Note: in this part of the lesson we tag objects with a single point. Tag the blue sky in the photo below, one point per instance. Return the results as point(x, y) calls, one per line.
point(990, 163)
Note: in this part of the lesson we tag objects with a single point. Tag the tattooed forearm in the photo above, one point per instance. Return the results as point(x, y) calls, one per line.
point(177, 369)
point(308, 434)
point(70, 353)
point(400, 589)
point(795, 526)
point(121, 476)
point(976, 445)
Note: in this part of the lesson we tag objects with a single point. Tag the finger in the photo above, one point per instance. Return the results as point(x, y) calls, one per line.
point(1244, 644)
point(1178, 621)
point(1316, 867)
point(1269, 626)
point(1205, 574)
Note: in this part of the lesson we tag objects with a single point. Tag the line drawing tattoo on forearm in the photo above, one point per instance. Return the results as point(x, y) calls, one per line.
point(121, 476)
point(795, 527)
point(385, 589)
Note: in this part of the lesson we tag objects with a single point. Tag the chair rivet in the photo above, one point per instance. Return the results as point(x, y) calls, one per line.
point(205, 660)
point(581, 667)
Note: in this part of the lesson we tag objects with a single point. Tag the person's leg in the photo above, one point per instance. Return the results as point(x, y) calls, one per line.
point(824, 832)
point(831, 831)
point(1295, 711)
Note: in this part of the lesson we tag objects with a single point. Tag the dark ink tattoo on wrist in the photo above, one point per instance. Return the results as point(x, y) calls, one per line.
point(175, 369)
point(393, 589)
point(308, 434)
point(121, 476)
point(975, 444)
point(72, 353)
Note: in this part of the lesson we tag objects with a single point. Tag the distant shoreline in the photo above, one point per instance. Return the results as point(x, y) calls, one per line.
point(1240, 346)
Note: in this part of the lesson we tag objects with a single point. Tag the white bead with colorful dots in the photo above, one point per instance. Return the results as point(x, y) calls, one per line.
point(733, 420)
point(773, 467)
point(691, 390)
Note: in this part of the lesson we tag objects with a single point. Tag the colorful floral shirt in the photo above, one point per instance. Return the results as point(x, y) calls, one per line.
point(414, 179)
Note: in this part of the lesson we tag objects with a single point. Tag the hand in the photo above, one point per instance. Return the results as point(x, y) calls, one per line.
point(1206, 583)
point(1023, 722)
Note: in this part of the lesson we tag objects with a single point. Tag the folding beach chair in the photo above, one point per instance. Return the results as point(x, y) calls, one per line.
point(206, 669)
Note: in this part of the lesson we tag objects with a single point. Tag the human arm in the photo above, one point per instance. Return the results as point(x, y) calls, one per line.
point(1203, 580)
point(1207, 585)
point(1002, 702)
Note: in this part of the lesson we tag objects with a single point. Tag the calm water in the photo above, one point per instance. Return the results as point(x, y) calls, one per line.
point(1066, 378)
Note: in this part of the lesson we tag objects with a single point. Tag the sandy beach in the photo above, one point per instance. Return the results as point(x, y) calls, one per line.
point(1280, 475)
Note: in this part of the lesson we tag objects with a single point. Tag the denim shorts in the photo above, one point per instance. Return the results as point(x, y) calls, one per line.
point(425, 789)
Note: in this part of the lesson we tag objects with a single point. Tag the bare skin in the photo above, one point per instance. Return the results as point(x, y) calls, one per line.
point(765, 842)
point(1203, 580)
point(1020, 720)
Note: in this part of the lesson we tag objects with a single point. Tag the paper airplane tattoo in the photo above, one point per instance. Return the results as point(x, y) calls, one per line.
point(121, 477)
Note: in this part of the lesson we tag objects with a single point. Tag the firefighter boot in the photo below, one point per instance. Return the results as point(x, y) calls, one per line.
- - -
STATED EXERCISE: Convert the data from the line containing "Tag the hand" through the line containing "point(1002, 702)" into a two-column CSV with the header row instruction,points. Each row should pair one line beginning with "Note:" with the point lines that follow it, with each field in double quotes and any line breaks inside a field replaced by single spaces.

PROBLEM SOLUTION:
instruction,points
"Note: in this part of the lesson we tag objects with a single point. Tag the hand in the photo above, one point per instance. Return the results as point(x, y) calls, one per line.","point(1206, 583) point(1023, 722)"
"Note: in this part of the lesson we tag objects with a single point. Tag the folding beach chair in the photo above, one point per instance. Return the results as point(x, y) calls, one per line.","point(206, 669)"
"Note: in this part of the lesson we tag objects with a single point. Tag the human arm in the photo above, one point per instance. Return the results as point(x, y) calls, one per line.","point(1203, 580) point(1207, 585) point(1002, 702)"